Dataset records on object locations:
──────────────────────────────
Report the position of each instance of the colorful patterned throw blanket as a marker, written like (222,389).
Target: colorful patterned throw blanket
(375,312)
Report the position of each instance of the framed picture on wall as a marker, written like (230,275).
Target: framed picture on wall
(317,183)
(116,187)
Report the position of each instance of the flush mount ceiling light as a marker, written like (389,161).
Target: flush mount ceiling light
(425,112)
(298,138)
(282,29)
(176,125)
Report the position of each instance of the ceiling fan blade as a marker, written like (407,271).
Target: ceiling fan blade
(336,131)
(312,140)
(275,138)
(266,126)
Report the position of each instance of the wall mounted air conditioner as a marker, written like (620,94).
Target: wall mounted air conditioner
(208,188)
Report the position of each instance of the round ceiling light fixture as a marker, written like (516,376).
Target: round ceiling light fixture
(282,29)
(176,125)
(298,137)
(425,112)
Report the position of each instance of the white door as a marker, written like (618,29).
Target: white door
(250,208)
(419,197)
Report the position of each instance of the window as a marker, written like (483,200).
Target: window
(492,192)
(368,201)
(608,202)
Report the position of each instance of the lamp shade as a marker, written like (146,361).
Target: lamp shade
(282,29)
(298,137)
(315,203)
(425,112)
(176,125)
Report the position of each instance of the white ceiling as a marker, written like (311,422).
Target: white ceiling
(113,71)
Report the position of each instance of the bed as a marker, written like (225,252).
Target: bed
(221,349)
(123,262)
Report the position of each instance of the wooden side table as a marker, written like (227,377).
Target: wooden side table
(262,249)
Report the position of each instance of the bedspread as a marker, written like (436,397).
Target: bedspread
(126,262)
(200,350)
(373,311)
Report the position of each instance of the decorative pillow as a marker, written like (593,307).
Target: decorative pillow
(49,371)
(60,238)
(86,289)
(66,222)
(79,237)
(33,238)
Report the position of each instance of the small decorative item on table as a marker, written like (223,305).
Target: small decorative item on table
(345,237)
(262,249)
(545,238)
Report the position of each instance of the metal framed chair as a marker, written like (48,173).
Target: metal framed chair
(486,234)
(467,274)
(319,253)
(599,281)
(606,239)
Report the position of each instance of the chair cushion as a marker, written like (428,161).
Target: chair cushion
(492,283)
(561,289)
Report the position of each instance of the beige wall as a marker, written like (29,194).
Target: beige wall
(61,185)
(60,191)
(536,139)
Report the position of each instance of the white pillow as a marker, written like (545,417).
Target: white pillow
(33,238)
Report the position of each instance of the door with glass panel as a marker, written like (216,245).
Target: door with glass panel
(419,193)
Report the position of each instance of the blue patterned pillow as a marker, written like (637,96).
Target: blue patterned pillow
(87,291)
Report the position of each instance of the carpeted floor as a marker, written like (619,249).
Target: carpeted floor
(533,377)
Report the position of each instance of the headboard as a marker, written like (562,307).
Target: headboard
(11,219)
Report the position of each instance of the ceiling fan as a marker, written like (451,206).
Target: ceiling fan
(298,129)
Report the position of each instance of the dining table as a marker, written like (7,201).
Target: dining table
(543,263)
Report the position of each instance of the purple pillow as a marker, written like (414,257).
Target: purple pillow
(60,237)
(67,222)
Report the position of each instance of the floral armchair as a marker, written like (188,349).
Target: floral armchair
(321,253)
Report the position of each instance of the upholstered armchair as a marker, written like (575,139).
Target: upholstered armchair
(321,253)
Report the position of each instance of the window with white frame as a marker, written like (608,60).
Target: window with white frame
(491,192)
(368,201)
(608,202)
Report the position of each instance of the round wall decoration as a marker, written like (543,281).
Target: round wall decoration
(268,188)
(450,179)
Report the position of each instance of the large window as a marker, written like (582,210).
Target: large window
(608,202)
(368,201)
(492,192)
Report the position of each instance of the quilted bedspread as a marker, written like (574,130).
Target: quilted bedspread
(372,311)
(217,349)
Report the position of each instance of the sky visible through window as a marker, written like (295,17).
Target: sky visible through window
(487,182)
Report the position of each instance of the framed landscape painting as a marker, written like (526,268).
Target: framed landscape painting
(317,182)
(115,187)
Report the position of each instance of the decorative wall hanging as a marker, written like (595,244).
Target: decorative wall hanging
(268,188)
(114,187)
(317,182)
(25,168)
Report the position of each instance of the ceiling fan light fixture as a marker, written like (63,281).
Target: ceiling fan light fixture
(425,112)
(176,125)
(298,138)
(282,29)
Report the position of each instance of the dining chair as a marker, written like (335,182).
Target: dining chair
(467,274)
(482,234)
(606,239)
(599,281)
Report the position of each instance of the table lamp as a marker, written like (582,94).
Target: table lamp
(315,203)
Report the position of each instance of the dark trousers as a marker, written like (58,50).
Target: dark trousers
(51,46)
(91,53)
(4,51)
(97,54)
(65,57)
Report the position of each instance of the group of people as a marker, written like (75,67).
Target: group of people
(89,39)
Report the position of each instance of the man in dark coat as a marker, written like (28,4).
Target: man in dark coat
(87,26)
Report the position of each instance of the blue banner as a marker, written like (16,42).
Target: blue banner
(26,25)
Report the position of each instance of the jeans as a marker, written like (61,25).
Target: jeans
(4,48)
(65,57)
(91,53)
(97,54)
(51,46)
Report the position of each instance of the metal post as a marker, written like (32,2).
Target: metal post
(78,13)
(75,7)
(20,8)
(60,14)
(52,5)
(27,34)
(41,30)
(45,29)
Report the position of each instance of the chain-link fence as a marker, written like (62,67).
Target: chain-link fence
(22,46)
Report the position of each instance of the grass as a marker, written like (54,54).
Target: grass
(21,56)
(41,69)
──────────────────────────────
Render every line of the material above as a JSON list of strings, one string per line, with any blank lines omitted.

[
  "Report the position of each instance of the colorful patterned throw blanket as a marker, written like (222,389).",
  "Target: colorful patterned throw blanket",
  "(375,312)",
  "Report the position of each instance of the framed picture on wall as a marker, written like (230,275).",
  "Target: framed picture on wall",
  "(317,183)",
  "(116,187)",
  "Report the position of each instance of the flush mount ceiling light as a marker, written like (389,161).",
  "Target: flush mount ceiling light",
  "(425,112)",
  "(298,138)",
  "(282,29)",
  "(176,125)",
  "Report the position of each instance of the ceiling fan blade as a marker, written like (407,271).",
  "Target: ceiling fan blade",
  "(336,131)",
  "(312,140)",
  "(275,138)",
  "(266,126)",
  "Report the position of each instance of the wall mounted air conditioner as a marker, written like (620,94).",
  "Target: wall mounted air conditioner",
  "(208,188)",
  "Report the position of each instance of the round ceiling light fixture as a marker, written like (516,376).",
  "Target: round ceiling light fixture",
  "(282,29)",
  "(176,125)",
  "(298,137)",
  "(425,112)",
  "Report the position of each instance of the white door as a marker, written like (618,29).",
  "Target: white door",
  "(250,208)",
  "(419,197)",
  "Report the position of each instance of the window as a marker, written like (483,200).",
  "Target: window",
  "(492,192)",
  "(368,201)",
  "(608,202)",
  "Report the position of each instance of the lamp shade as a marker, written like (146,361).",
  "Target: lamp shade",
  "(282,29)",
  "(298,137)",
  "(315,203)",
  "(425,112)",
  "(176,125)",
  "Report the position of each instance of the white ceiling as a marker, written like (311,422).",
  "Target: white ceiling",
  "(113,71)",
  "Report the position of each instance of the bed as a marker, written like (225,252).",
  "Target: bed",
  "(221,349)",
  "(123,262)",
  "Report the position of each instance of the wooden side table as a marker, written like (227,377).",
  "Target: wooden side table",
  "(262,249)",
  "Report the position of each instance of the bedspread as a marker, written like (436,397).",
  "Target: bedspread",
  "(126,262)",
  "(200,350)",
  "(373,311)",
  "Report the position of each instance of the decorative pillow as a marker, written like (593,307).",
  "Target: decorative pillow",
  "(49,371)",
  "(60,238)",
  "(86,289)",
  "(66,222)",
  "(79,237)",
  "(33,238)",
  "Report the position of each instance of the small decorative item on table as a marker, written like (223,305).",
  "Target: small decorative item on table",
  "(345,237)",
  "(262,249)",
  "(545,238)",
  "Report the position of each instance of the metal framed chair as a marker, written like (48,173).",
  "Target: metal framed chair",
  "(486,234)",
  "(467,274)",
  "(319,253)",
  "(599,281)",
  "(606,239)",
  "Report the position of each instance of the chair cushion as a marker, written like (428,161).",
  "Target: chair cushion",
  "(492,283)",
  "(561,289)",
  "Report the position of each instance of the beige wall as a marker, written like (29,194).",
  "Target: beige wall",
  "(61,185)",
  "(60,191)",
  "(536,139)",
  "Report the position of each instance of the white pillow as a marker, written like (545,417).",
  "Target: white pillow",
  "(33,238)",
  "Report the position of each instance of the door with glass panel as a marker, written like (216,245).",
  "Target: door with glass panel",
  "(419,193)",
  "Report the position of each instance of the blue patterned pillow as a marker, written like (637,96).",
  "Target: blue patterned pillow",
  "(87,291)",
  "Report the position of each instance of the carpeted floor as a marker, written like (619,249).",
  "Target: carpeted floor",
  "(533,377)",
  "Report the position of each instance of the headboard as a marker, written like (562,307).",
  "Target: headboard",
  "(11,219)",
  "Report the position of each instance of the ceiling fan as a marker, written like (451,206).",
  "Target: ceiling fan",
  "(298,129)",
  "Report the position of each instance of the dining table as a marker, written like (7,201).",
  "Target: dining table",
  "(543,263)",
  "Report the position of each instance of the purple pillow as a marker, written like (414,257).",
  "Target: purple pillow",
  "(60,237)",
  "(67,222)",
  "Report the position of each instance of the floral armchair as a marker, written like (188,349).",
  "Target: floral armchair",
  "(321,253)",
  "Report the position of each instance of the upholstered armchair as a marker, written like (575,139).",
  "Target: upholstered armchair",
  "(321,253)",
  "Report the position of each instance of the window with white frame as a marker, written like (608,60).",
  "Target: window with white frame",
  "(491,192)",
  "(368,201)",
  "(608,202)",
  "Report the position of each instance of the round wall decoration as a marker, written like (543,281).",
  "Target: round wall decoration",
  "(268,188)",
  "(450,179)",
  "Report the position of each instance of the large window as a marker, written like (582,210).",
  "Target: large window",
  "(608,202)",
  "(368,201)",
  "(492,192)",
  "Report the position of each instance of the quilted bedspread as a marker, written like (574,130).",
  "Target: quilted bedspread",
  "(372,311)",
  "(217,349)",
  "Report the position of each instance of the sky visible through window as a marker, written like (295,17).",
  "Target: sky visible through window",
  "(487,182)",
  "Report the position of each instance of the framed landscape painting as a marker, written like (526,268).",
  "Target: framed landscape painting",
  "(317,182)",
  "(115,187)",
  "Report the position of each instance of the decorative wall hanging as a marker, written like (595,244).",
  "Target: decorative wall hanging",
  "(268,188)",
  "(114,187)",
  "(317,182)",
  "(25,168)",
  "Report the position of each instance of the ceiling fan light fixture as a marker, written like (63,281).",
  "Target: ceiling fan light fixture",
  "(425,112)",
  "(176,125)",
  "(298,138)",
  "(282,29)",
  "Report the position of each instance of the dining chair as a marker, written like (335,182).",
  "Target: dining chair",
  "(467,274)",
  "(482,234)",
  "(606,239)",
  "(599,281)",
  "Report the position of each instance of the table lamp as a marker, written like (582,94).",
  "Target: table lamp",
  "(315,203)",
  "Report the position of each instance of the dark trousers as a marker, written like (58,50).",
  "Target: dark trousers",
  "(51,46)",
  "(91,53)",
  "(4,51)",
  "(97,54)",
  "(65,57)",
  "Report the position of each instance of the group of people as a marker, written like (75,67).",
  "Target: group of people",
  "(89,39)",
  "Report the position of each instance of the man in dark coat as a marker, written like (28,4).",
  "Target: man in dark coat",
  "(87,26)",
  "Report the position of each instance of the blue banner as a marker, written like (16,42).",
  "Target: blue banner",
  "(26,25)",
  "Report the position of each instance of the jeans as a marker, written like (61,25).",
  "Target: jeans",
  "(4,48)",
  "(65,57)",
  "(91,53)",
  "(97,54)",
  "(51,46)",
  "Report the position of each instance of the metal post as a marker, written like (32,2).",
  "Target: metal post",
  "(78,13)",
  "(75,7)",
  "(20,8)",
  "(60,14)",
  "(52,5)",
  "(27,34)",
  "(41,30)",
  "(45,29)",
  "Report the position of each instance of the chain-link fence as a marker, written like (62,67).",
  "Target: chain-link fence",
  "(22,46)",
  "Report the position of each instance of the grass as a marker, written like (54,54).",
  "Target: grass",
  "(21,56)",
  "(41,69)"
]